> [DATASET EXTRACT]:

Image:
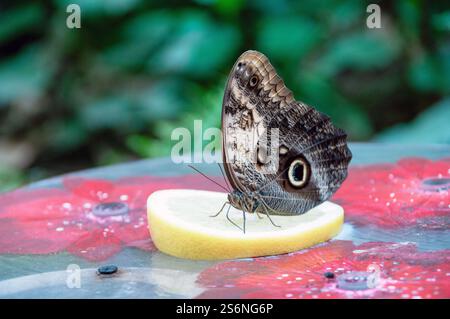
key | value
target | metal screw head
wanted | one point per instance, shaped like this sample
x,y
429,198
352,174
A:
x,y
107,269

> [WHAT IS EXPECTED]:
Print the lines above unchanged, leaving out the picture.

> [EXERCISE RESPONSE]:
Image:
key | value
target | metal screw head
wanted | one point per instance, shaped like this sample
x,y
429,198
352,174
A:
x,y
107,269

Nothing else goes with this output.